Directions.
Update the material below, swapping "noun phrase" for "short description" and changing nothing else. Leave the pictures out of your answer.

Records shown.

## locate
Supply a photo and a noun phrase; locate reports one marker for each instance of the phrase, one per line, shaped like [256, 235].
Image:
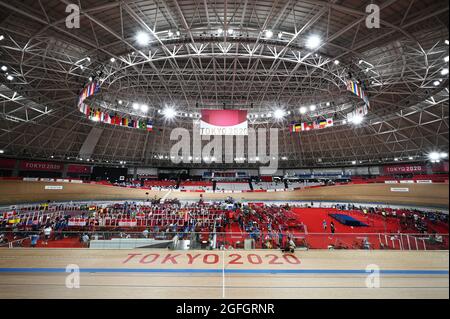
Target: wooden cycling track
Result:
[154, 274]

Output of the task.
## locate
Supply a photo and a short description; locate reports one marker for each instance of the phrase, one per line, shaped like [256, 235].
Image:
Target: wooden cycling track
Result:
[154, 274]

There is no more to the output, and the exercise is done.